## Begin DATASET RECORDS

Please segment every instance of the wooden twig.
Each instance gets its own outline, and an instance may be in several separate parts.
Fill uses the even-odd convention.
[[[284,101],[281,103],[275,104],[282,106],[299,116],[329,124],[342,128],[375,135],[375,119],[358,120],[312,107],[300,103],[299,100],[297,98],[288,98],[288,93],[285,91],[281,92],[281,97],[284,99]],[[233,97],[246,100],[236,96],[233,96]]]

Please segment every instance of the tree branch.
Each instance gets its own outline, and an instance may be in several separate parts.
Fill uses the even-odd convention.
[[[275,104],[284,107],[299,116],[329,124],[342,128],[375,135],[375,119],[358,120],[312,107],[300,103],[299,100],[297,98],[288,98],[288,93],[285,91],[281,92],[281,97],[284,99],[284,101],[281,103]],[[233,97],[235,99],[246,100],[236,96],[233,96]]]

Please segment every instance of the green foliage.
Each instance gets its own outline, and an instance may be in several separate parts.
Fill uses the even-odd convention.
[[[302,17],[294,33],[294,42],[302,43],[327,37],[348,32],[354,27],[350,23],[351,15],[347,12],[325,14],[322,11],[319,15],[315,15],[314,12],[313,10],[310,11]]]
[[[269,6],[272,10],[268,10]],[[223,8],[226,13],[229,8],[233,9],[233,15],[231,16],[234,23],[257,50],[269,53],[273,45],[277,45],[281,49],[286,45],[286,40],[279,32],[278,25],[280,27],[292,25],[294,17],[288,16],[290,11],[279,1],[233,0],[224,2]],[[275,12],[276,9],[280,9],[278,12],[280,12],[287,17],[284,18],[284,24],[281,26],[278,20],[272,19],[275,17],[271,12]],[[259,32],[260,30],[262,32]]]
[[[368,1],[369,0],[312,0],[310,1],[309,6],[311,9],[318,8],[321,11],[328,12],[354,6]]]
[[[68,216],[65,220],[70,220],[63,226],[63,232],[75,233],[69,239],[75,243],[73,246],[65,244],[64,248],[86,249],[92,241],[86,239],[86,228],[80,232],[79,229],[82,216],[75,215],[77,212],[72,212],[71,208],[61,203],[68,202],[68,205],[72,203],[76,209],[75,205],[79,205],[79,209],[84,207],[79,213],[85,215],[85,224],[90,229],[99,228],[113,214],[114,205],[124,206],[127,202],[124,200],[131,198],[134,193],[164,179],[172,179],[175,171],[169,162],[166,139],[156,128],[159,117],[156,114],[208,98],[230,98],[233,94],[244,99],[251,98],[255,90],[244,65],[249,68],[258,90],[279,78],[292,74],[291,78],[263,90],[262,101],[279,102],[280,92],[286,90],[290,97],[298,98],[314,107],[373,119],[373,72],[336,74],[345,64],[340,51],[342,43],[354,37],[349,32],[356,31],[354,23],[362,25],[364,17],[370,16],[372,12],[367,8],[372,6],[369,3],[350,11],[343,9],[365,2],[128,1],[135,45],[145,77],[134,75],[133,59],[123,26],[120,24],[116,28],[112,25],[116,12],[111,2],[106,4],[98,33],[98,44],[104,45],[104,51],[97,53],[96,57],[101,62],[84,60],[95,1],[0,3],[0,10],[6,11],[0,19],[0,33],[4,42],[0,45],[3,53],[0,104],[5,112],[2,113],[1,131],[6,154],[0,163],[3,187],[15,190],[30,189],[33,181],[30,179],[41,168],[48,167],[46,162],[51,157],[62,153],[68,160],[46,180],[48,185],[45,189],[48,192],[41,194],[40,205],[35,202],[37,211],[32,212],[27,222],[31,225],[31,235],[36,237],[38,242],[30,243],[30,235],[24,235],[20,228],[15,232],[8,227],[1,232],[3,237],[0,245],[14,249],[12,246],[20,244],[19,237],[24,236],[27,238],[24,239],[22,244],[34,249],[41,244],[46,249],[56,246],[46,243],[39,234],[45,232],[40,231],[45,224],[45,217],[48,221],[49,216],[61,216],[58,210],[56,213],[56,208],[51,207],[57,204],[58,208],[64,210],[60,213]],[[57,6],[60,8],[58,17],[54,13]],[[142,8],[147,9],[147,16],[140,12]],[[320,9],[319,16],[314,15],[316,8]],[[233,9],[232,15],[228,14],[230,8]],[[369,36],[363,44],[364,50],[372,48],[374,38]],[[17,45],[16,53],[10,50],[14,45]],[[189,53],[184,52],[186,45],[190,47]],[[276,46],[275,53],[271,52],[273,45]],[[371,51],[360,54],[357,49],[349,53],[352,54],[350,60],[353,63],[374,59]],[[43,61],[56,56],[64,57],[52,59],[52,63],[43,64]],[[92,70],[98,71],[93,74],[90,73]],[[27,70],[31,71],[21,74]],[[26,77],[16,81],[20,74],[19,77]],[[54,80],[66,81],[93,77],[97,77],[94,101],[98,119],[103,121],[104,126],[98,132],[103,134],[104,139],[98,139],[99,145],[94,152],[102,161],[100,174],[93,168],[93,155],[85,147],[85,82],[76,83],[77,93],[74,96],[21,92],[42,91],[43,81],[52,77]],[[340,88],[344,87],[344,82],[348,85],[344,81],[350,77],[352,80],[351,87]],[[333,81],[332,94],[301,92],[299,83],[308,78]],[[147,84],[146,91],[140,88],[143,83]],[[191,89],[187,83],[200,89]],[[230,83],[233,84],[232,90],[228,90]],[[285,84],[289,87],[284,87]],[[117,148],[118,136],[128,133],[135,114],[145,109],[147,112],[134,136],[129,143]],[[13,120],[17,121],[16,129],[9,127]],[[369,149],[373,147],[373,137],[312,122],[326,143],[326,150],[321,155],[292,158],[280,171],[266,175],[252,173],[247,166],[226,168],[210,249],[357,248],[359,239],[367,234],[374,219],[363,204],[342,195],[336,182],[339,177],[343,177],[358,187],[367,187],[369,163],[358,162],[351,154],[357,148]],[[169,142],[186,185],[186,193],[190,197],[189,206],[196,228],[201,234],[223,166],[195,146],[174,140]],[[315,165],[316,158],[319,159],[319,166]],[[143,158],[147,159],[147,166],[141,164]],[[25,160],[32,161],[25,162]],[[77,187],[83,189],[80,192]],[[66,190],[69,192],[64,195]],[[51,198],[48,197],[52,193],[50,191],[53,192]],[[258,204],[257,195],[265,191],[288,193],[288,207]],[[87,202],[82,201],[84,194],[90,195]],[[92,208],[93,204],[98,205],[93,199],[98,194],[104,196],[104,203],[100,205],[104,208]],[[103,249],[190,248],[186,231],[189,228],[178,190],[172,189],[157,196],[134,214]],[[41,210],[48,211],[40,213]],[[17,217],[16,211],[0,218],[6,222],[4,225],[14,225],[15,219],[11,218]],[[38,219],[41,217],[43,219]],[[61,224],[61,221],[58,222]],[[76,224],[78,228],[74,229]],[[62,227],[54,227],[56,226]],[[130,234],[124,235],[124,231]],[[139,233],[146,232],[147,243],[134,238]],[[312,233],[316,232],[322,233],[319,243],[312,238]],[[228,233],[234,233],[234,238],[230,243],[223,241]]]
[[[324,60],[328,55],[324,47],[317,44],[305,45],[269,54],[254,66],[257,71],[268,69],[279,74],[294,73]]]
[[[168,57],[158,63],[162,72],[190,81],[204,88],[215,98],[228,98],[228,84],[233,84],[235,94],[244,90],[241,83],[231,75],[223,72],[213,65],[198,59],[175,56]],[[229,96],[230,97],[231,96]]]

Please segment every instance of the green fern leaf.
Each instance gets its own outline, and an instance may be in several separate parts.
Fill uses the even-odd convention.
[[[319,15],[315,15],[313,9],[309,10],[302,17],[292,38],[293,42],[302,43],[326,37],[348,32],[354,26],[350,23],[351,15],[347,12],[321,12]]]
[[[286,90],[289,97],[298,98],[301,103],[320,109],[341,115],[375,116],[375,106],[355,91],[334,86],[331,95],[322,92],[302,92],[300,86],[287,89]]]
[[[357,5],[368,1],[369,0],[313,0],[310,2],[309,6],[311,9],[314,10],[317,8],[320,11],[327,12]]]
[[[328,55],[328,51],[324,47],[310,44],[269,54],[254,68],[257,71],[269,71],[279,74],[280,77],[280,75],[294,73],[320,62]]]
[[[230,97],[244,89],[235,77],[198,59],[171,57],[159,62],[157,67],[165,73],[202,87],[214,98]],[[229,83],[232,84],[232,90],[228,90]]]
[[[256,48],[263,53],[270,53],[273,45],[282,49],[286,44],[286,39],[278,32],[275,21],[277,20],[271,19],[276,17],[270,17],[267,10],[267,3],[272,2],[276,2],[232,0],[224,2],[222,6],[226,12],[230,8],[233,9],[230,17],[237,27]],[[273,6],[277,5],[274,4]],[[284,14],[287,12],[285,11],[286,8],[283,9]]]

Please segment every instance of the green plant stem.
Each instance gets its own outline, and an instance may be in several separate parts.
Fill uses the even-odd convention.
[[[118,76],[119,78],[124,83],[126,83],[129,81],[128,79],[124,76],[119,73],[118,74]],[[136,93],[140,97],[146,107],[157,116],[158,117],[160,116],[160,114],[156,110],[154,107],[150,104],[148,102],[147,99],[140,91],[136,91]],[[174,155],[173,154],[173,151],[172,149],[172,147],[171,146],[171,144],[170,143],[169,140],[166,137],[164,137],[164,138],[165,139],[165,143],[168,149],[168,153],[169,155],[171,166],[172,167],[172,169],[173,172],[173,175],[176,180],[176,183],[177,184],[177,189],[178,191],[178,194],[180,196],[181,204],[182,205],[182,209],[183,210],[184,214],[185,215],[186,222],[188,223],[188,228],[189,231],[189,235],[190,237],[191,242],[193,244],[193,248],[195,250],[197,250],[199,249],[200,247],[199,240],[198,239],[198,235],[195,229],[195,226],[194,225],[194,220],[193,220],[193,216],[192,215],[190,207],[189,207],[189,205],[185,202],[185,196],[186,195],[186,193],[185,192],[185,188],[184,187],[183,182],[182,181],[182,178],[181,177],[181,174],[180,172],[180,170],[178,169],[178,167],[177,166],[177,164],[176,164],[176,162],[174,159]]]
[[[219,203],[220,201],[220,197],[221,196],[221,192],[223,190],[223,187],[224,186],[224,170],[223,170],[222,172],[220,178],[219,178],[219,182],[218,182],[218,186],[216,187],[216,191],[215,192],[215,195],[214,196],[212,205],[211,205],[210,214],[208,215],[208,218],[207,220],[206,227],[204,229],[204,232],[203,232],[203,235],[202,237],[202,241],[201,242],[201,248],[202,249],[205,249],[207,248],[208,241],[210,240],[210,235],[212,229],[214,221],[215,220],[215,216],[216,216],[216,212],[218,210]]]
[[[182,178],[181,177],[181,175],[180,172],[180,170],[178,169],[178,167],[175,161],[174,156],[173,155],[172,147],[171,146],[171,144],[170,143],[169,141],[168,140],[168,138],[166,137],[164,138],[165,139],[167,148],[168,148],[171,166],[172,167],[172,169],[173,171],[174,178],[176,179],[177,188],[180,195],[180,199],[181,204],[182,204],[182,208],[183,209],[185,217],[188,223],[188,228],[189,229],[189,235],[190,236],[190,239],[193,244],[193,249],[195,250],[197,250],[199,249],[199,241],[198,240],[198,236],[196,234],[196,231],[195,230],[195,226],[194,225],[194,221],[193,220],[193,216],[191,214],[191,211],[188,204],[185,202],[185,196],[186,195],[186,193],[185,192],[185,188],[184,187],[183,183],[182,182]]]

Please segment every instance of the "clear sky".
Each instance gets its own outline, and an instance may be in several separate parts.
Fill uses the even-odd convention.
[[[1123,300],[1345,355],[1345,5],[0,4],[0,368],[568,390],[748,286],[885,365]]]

## End DATASET RECORDS

### SHORT EXERCISE
Please select and copy every line of the records that contains the word "green".

### RESULT
Please segment every instance of the green foliage.
Please segment every instance of the green fern leaf.
Please segment every instance of the green plant stem.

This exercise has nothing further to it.